У нас есть командир, старший лейтенант, он распределяет нас по местам. Кое-как уталкиваемся.
   Просыпаюсь по утро, унылая картина: разъезд, постройки, бетонные плиты грудой, песок, снег, грязь. Едем мы в Челябинск. Я в этой стороне ещё не бывал – интересно. Но интересного мало, а унылости и угрюмости сверх всего.
   В Челябинске нас выгружают. Долго чего-то ждём, наконец загоняют в электричку и  везут в Копейск. Там распределительный пункт, кого куда.
   Ночь проводим на панцирных койках без матрасов.
Утром  завтрак и сортировка-распределение.
   Комната, стол, стул и ещё один стул для призывников. За столом – офицер. капитан. Капитан о чём-то меня спрашивает, ставит галочки у себя в бумагах.
Формируют команду. Отправляют нас, «немного избранных», как нам объясняют, самых, самых лучших, в учебную дивизию под Свердловск и будут учить нас там на начальников радиостанций малой или средней мощности и присвоят нам звание, если учебку закончим на отлично, сержанта и быть нам потом командирами отделений.
  А  потом?  А потом, кто на средней мощности – по Союзу в часть, а кто малой – в Группу Советских войск в Германии – ГСВГ.
   Хотелось бы остаться в Союзе…
Уезжали из Копейска осенью, а прибыли под Свердловск уже почти зимой: и снега больше, и мороз почти настоящий;
   Перед тем, как впустить нас в саму учебную дивизию, долго выдерживали перед воротами на КПП (контрольно-пропускной пункт в воинскую часть). 
Подтянулись, подошли окрестные жители, ждут, чем можно поживиться?
А чем можно поживиться? Ещё в вагоне сопровождающему нас офицеру ребята накидали полный чемодан консервов – мол, армия накормит, а нам не надо.
   Но ещё остались кое-какие запасы и многие призывники довольно неплохо одеты. Дежурный офицер нас выстроил и толково объяснил, что всю гражданскую одежду после того, как нам выдадут обмундирование, можно
аккуратно сложить и выслать по почте бесплатно. Ну кто же это будет делать? Пока стояли, большинство стали изобретать себе новые костюмы: джинсы на полоски разорвали, у курток поотрывали рукава и т.д. А жители окрестные всё надеялись и ждали, что им что-нибудь перепадёт из хорошей одежды.

★ ★ ★ ★

§ **Задача**: Подхватите рассказ о призыве в армию и продолжите его сразу после последнего предложения.

Строки из набора данных с указанием точек

★ ★ ★ ★

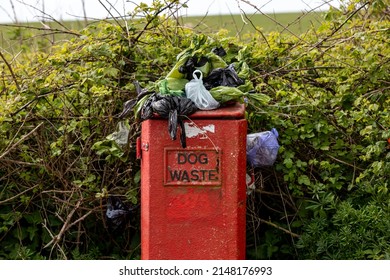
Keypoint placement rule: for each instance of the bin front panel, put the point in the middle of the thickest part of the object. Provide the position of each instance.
(193, 199)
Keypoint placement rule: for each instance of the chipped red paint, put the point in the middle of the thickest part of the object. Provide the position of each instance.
(193, 200)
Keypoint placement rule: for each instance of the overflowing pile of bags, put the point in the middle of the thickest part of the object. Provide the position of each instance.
(202, 80)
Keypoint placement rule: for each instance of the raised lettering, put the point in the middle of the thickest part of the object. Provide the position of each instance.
(185, 176)
(181, 158)
(175, 175)
(203, 159)
(194, 175)
(213, 175)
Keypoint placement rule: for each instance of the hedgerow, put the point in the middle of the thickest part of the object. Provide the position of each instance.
(326, 197)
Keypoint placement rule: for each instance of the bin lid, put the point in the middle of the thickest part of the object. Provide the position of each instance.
(234, 111)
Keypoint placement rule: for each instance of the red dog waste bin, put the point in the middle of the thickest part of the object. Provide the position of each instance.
(193, 199)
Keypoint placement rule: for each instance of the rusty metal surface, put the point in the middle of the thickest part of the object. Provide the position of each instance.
(193, 199)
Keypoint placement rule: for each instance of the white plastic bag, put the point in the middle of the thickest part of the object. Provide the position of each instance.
(121, 135)
(196, 91)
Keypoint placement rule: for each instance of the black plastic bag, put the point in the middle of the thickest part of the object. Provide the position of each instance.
(173, 108)
(117, 214)
(223, 77)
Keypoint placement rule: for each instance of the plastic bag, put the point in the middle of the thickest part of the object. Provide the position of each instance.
(121, 135)
(196, 91)
(173, 108)
(117, 214)
(262, 148)
(223, 77)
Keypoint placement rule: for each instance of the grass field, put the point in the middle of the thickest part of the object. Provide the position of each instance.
(237, 25)
(12, 39)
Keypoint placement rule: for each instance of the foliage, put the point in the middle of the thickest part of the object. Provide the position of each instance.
(327, 197)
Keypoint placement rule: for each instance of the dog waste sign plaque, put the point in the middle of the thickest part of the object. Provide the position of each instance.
(192, 167)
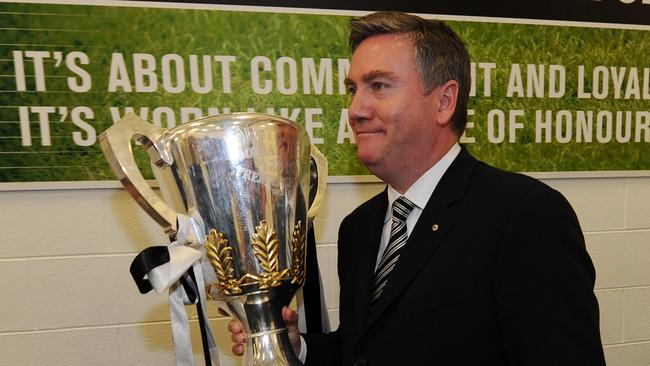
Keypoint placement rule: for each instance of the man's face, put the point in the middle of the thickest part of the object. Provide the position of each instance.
(392, 119)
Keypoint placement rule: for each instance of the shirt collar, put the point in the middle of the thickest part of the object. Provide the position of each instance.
(420, 192)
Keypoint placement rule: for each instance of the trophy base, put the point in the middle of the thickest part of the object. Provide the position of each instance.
(260, 312)
(271, 348)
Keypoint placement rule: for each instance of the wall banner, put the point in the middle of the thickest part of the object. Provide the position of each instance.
(546, 97)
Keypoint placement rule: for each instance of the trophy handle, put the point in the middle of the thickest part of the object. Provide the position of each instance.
(116, 145)
(317, 181)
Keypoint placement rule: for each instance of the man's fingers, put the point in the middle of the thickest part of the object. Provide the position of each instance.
(238, 338)
(290, 316)
(235, 327)
(238, 349)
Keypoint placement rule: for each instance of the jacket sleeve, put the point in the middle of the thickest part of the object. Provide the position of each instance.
(548, 313)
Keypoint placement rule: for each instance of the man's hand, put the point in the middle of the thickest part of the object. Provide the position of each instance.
(238, 336)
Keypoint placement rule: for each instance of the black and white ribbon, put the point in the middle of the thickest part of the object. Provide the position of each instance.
(178, 268)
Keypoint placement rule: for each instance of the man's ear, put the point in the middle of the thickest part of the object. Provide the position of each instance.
(447, 95)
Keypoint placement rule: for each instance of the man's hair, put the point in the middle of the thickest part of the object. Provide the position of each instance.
(440, 55)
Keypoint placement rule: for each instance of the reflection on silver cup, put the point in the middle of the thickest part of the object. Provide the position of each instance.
(246, 179)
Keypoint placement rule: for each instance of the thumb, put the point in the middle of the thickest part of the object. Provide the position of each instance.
(291, 321)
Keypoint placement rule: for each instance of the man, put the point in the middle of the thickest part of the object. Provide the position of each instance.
(494, 270)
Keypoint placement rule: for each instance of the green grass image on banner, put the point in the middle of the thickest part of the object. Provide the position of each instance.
(65, 146)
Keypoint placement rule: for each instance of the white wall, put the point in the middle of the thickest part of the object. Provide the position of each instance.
(66, 296)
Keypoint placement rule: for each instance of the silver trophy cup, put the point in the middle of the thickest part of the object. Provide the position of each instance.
(246, 179)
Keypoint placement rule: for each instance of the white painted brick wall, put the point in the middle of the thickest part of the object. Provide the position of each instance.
(68, 299)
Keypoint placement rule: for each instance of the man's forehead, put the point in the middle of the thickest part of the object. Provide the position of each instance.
(372, 75)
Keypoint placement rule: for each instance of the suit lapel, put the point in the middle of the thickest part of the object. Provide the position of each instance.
(428, 234)
(369, 233)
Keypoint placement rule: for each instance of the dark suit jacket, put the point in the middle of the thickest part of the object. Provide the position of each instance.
(495, 272)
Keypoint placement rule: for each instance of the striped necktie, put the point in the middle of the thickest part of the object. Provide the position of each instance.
(402, 207)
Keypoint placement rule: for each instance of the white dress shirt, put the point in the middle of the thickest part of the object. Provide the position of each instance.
(419, 193)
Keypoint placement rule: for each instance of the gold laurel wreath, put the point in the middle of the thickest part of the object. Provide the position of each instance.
(266, 250)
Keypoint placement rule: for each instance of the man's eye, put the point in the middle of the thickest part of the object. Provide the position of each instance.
(378, 85)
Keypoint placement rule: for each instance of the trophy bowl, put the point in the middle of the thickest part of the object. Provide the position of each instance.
(245, 181)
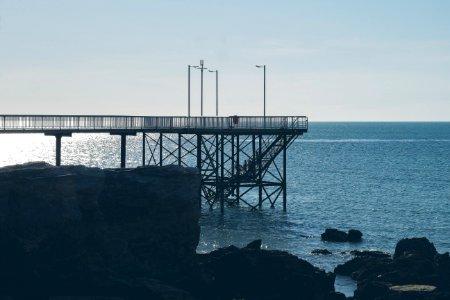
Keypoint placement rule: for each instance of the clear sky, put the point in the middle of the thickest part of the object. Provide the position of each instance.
(347, 60)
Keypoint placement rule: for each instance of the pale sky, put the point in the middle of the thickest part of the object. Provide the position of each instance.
(347, 60)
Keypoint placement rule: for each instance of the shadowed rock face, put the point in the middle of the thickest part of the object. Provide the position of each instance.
(416, 271)
(75, 225)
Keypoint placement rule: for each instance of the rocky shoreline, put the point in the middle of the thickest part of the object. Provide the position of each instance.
(86, 233)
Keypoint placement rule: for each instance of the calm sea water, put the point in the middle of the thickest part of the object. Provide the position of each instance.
(389, 180)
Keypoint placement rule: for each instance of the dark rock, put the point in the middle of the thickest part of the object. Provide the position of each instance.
(419, 246)
(417, 271)
(334, 235)
(354, 235)
(371, 290)
(370, 253)
(364, 267)
(255, 245)
(335, 296)
(262, 274)
(321, 251)
(75, 228)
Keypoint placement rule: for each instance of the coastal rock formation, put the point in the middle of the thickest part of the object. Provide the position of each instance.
(335, 235)
(416, 271)
(73, 229)
(255, 274)
(321, 252)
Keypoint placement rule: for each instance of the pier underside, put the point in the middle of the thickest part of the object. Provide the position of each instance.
(237, 169)
(242, 159)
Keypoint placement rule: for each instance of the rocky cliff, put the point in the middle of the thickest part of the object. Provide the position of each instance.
(72, 226)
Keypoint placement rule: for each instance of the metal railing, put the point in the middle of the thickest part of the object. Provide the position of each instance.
(23, 123)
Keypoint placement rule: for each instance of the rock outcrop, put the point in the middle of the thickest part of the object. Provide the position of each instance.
(416, 271)
(255, 274)
(335, 235)
(73, 229)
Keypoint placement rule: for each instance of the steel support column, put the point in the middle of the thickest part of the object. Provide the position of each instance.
(143, 149)
(260, 187)
(284, 173)
(123, 150)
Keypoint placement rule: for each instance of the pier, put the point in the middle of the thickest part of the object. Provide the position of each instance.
(242, 159)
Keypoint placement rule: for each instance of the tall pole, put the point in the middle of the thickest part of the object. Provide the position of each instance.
(201, 87)
(264, 67)
(217, 93)
(264, 91)
(189, 91)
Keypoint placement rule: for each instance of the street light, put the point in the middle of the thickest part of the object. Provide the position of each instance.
(264, 66)
(217, 90)
(189, 89)
(201, 68)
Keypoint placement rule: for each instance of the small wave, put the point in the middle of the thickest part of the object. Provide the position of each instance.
(374, 140)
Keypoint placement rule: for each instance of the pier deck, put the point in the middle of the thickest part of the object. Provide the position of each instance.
(242, 159)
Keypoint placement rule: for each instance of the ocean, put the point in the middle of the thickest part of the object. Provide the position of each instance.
(389, 180)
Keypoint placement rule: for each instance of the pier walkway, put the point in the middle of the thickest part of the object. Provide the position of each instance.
(242, 159)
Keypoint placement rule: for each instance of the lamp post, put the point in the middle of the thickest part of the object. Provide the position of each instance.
(201, 68)
(264, 66)
(217, 91)
(189, 89)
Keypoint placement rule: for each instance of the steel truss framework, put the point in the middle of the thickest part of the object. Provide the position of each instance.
(236, 169)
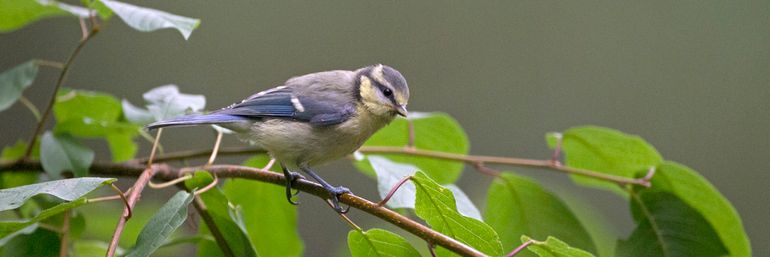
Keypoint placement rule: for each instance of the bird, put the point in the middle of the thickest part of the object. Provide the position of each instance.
(312, 119)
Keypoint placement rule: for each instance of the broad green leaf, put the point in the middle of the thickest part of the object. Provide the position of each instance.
(436, 205)
(93, 248)
(71, 9)
(433, 131)
(15, 14)
(65, 189)
(14, 81)
(229, 220)
(164, 102)
(10, 179)
(518, 206)
(162, 224)
(389, 173)
(92, 114)
(146, 19)
(666, 227)
(608, 151)
(81, 104)
(40, 243)
(104, 12)
(10, 227)
(553, 247)
(271, 222)
(379, 243)
(61, 153)
(697, 192)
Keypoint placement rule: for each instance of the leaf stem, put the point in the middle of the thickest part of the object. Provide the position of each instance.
(62, 76)
(520, 248)
(64, 244)
(31, 106)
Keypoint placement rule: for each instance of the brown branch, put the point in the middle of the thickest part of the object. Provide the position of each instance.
(136, 193)
(475, 160)
(65, 235)
(166, 172)
(62, 76)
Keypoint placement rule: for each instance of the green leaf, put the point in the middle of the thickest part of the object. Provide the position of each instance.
(389, 173)
(553, 247)
(667, 227)
(15, 14)
(104, 12)
(10, 179)
(436, 205)
(146, 19)
(518, 206)
(92, 114)
(697, 192)
(164, 102)
(122, 147)
(271, 222)
(40, 243)
(228, 220)
(81, 104)
(14, 81)
(608, 151)
(432, 131)
(92, 248)
(162, 224)
(380, 243)
(61, 153)
(65, 189)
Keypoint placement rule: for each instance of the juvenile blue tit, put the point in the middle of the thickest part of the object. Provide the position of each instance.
(313, 119)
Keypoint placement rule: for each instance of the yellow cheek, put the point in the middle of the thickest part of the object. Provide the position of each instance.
(370, 98)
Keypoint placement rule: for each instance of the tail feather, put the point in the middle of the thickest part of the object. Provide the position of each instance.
(191, 120)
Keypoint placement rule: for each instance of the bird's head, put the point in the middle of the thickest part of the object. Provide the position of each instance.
(382, 90)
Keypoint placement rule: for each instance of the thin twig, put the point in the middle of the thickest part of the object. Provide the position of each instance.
(345, 218)
(209, 186)
(132, 199)
(520, 248)
(31, 106)
(123, 197)
(169, 183)
(393, 190)
(215, 150)
(65, 235)
(62, 76)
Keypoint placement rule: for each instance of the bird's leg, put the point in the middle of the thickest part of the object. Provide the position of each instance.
(290, 178)
(335, 192)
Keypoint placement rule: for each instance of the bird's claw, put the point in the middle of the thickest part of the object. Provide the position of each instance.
(291, 177)
(335, 193)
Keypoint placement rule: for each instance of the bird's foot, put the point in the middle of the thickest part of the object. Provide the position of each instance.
(291, 177)
(335, 193)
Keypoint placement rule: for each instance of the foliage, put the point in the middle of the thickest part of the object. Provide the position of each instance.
(680, 214)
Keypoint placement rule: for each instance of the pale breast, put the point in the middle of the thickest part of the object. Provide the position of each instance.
(300, 144)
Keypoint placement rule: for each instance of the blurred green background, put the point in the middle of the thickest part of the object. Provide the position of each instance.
(691, 77)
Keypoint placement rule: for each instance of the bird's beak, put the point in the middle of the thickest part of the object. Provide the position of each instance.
(401, 109)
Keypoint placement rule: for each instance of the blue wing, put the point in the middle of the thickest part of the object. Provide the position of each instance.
(273, 103)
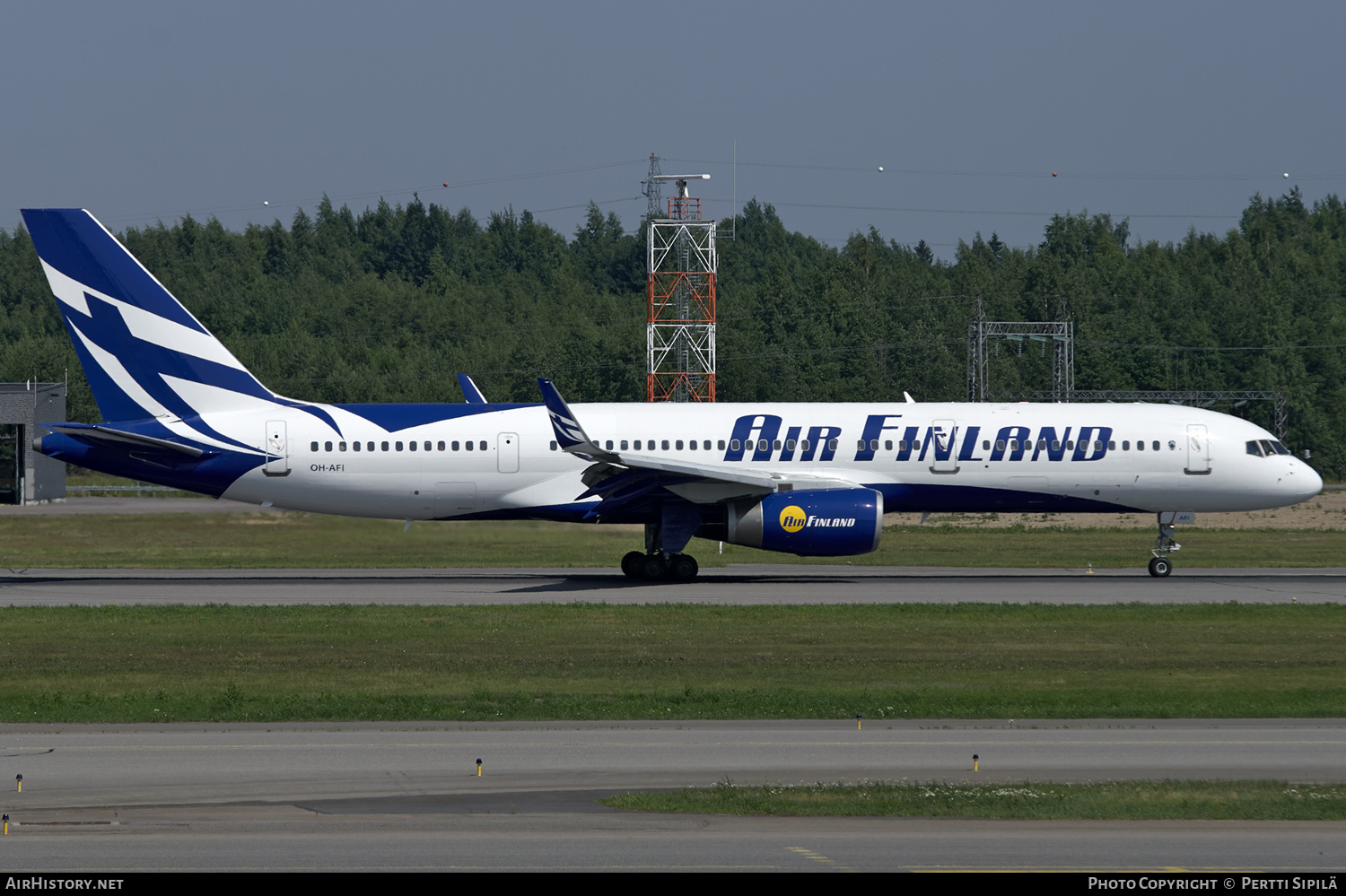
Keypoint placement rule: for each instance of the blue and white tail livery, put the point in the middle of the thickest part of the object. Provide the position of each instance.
(808, 479)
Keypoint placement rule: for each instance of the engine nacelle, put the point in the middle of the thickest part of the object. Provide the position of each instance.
(831, 522)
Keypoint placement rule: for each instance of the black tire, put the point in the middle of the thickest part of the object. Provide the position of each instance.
(683, 568)
(632, 564)
(651, 568)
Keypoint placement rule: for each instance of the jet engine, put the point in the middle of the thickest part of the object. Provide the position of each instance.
(832, 522)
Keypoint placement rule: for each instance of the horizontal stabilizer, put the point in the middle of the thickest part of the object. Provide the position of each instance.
(123, 440)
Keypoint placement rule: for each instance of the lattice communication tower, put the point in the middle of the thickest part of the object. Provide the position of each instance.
(680, 296)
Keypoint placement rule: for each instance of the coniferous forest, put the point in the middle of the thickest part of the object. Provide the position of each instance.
(389, 304)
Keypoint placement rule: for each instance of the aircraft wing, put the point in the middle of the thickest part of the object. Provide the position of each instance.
(625, 476)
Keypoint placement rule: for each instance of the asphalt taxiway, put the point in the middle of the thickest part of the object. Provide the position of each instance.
(363, 796)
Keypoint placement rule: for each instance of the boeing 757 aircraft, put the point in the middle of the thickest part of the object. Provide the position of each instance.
(810, 479)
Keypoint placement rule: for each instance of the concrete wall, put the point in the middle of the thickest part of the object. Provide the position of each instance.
(29, 406)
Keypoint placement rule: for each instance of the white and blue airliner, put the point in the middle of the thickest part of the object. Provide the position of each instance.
(810, 479)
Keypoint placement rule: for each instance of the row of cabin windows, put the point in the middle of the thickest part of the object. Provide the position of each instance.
(651, 444)
(1014, 444)
(398, 446)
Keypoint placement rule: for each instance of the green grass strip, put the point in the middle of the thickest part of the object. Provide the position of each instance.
(317, 541)
(670, 661)
(1167, 799)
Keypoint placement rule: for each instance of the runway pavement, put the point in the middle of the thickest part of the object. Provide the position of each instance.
(381, 796)
(739, 584)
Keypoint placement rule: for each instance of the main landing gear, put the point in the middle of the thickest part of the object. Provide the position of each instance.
(660, 568)
(1160, 565)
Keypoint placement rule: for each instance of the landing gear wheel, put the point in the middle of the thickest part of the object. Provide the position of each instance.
(632, 564)
(683, 568)
(651, 568)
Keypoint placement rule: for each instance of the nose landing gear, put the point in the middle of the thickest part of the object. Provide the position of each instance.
(1165, 545)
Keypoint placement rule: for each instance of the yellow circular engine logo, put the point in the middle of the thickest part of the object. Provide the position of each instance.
(791, 518)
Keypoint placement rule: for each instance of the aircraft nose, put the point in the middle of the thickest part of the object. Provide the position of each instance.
(1310, 482)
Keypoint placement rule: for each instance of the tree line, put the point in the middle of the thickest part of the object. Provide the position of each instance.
(388, 304)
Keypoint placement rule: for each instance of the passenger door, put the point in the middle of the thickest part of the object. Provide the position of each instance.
(944, 448)
(277, 449)
(1198, 451)
(506, 452)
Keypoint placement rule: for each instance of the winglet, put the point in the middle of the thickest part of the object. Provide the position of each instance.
(570, 435)
(470, 392)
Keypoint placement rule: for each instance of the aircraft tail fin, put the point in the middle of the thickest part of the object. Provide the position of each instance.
(143, 352)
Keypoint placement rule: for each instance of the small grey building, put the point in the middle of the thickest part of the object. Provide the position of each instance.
(26, 476)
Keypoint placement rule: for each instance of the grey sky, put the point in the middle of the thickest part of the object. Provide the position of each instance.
(1171, 113)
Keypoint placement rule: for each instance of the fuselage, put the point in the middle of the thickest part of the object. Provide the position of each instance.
(427, 462)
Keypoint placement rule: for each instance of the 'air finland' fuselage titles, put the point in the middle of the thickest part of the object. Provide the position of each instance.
(758, 435)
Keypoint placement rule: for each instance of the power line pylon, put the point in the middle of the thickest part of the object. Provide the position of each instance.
(680, 296)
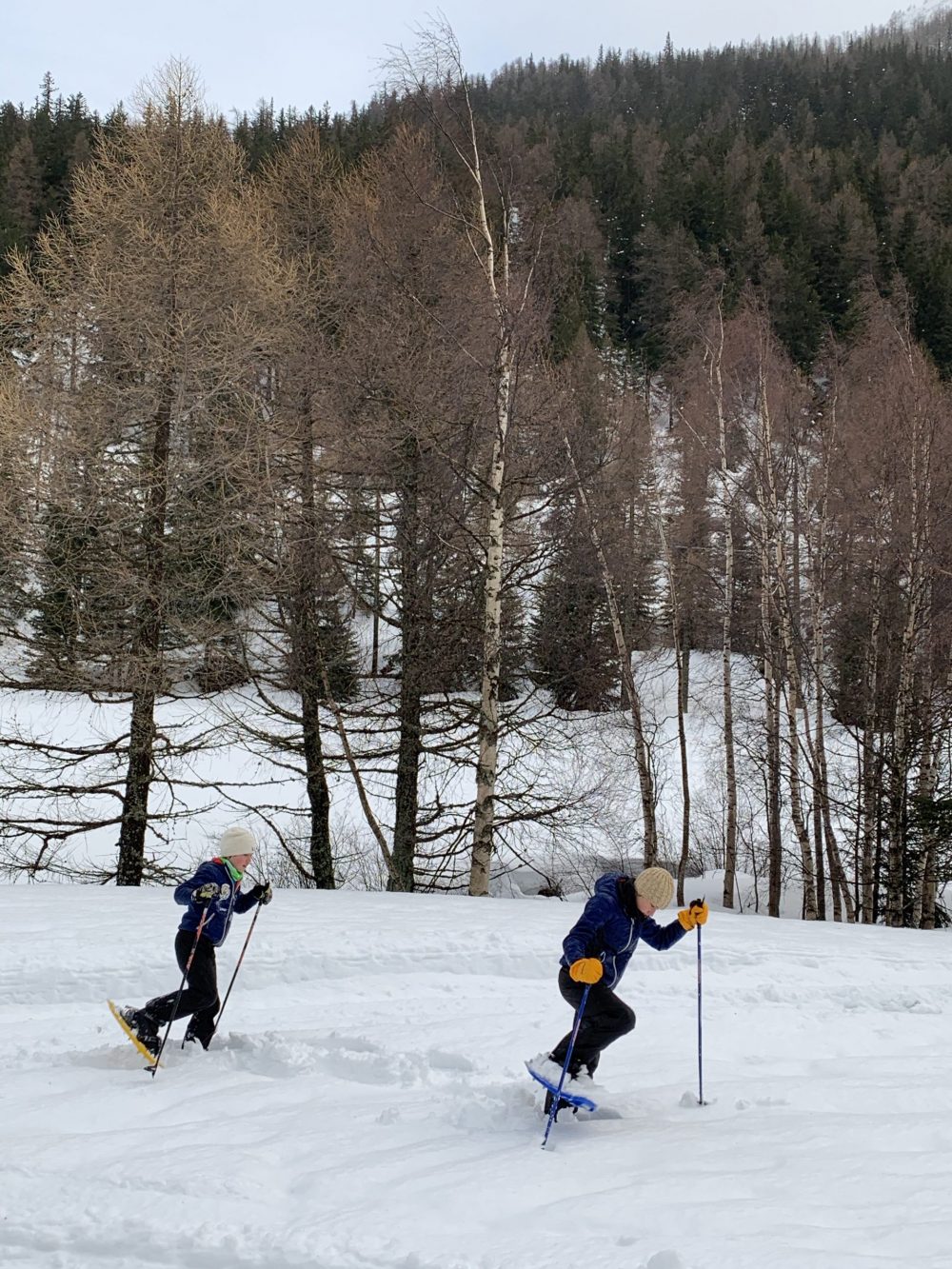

★ ★ ★ ★

§ **Результат выполнения**:
  Врата открылись. Повели нас в баню. После бани выдали обмундирование: нижнее бельё, тонкое и тёплое, гимнастёрки, брюки, сапоги, шинель, шапку. Показали как заворачивать портянки. Портянки были тоже двойные:
толстые и тёплые; Всё новенькое, такое ладное – служить можно.

   Великое шитьё было на следующий день до глубокой ночи.
Раздали погоны, эмблемы, парадную форму, петлички, значки рода войск звёздочки на шапки. Всё это надо было пришивать  на повседневное обмундирование, парадную форму, на шинель – работы хватало А так как раздача обмундирования затянулась, то шитьём мы занимались до самой глубокой ночи. Причём многим приходилось перешивать из-за неправильного расположения: погон не на месте, эмблему высоко поднял или низко, петлички не на уровне.
   Надо привыкать: жить по команде, по приказу. Всё должно быть по ранжиру, по линейке, единообразно и коллективно.

   3.12.72.
   Взял ЖЗЛ «Роберт Бёрнс». Здесь в библиотеке есть Бальзак, Мопассан, Золя, немного фантастики, книги о живописи.  Смотрел альбом «Шедевры мировой живописи», начиная с Древнего Египта до Пикассо.
Там были Рембрандт «Возвращение блудного сына», Тициан «Святой Себастьян» и «Кающаяся Магдалина», Ван-Гог «Красные виноградники в Арле», Коро, Гоген.

   Уже и не помню, каким образом, но ухитрился даже в учебке читать.
   Подъём в 6. 00: «Рота, подъём!» Быстро вскочить, быстрее быстрого форму накинуть, в сапоги прыгнуть  и в строй.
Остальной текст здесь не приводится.